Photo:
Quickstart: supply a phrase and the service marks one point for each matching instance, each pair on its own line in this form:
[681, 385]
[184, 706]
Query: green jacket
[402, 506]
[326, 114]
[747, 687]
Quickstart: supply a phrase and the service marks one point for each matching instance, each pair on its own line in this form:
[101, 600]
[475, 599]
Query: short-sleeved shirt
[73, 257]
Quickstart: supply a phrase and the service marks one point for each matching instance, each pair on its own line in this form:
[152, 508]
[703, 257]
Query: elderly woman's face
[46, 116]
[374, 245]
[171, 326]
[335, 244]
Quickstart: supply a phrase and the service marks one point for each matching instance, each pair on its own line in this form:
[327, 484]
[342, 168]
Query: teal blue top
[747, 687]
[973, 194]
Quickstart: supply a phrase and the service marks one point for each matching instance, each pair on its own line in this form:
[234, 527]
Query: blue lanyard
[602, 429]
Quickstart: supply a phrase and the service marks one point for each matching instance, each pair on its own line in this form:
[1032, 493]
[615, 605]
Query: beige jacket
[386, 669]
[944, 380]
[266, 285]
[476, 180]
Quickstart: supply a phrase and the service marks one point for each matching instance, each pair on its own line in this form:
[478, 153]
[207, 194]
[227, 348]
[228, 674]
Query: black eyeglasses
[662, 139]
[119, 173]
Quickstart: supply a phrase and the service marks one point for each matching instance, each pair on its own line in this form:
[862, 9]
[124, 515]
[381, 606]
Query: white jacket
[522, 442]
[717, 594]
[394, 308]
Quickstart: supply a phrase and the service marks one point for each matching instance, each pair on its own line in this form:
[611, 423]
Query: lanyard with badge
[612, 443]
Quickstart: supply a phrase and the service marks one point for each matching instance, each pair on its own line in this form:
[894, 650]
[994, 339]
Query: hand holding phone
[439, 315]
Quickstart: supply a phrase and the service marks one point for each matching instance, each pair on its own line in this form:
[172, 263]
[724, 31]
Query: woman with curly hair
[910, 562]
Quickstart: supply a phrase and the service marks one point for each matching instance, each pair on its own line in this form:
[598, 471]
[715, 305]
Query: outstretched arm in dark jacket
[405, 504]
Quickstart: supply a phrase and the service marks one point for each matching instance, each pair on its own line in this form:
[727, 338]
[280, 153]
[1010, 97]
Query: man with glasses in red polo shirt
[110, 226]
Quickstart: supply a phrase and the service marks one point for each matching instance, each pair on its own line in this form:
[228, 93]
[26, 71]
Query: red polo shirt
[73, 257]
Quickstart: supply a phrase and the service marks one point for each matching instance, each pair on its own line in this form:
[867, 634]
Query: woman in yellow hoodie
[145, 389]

◇ ◇ ◇ ◇

REQUIREMENT
Count how many lines of the material above contain the string "jacket", treating case as significant. Reply with the number alone.

THE REPLY
4